→ **Segmentation data**
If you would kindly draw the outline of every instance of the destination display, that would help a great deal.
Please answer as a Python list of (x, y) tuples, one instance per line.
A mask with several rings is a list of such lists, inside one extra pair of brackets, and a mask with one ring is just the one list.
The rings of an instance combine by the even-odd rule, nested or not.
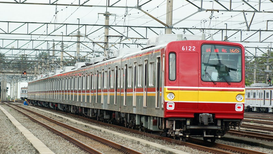
[(237, 47), (205, 44), (202, 46), (202, 52), (203, 53), (241, 53), (241, 48)]

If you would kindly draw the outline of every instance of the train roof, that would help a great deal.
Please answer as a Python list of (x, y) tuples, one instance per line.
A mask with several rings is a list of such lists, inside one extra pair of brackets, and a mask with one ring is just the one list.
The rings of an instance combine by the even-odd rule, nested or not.
[(266, 83), (253, 83), (250, 86), (246, 87), (246, 89), (260, 89), (264, 88), (272, 88), (273, 86), (271, 85), (268, 85)]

→ **Description of the task**
Quote every one of the lines above word for word, leaving out the pictures.

→ **Finished answer**
If you would kindly draw the outline of every instance of the destination display, that would help a great deal.
Please answer as a Python list of (x, y) tuples, one instance per line.
A mask with several rings is a list of such lists, inside one extra pair of brackets, and a mask with one ring is just the one list.
The rings of an instance combine by the even-odd rule, nested or not.
[(237, 47), (205, 44), (202, 46), (202, 52), (203, 53), (241, 53), (241, 48)]

If you would kindly draw the outline of every instance of the train roof, that would help a great deal.
Please answer as a Python list of (x, y) tuples, one instance per line.
A mask with several rings is a list of such lists, inside one extra pair of brackets, and a mask with one ring is just the one list.
The rings of an instance combine by the even-odd rule, nested or not.
[(266, 83), (253, 83), (250, 86), (246, 87), (246, 89), (260, 89), (264, 88), (272, 88), (273, 86), (271, 85), (268, 85)]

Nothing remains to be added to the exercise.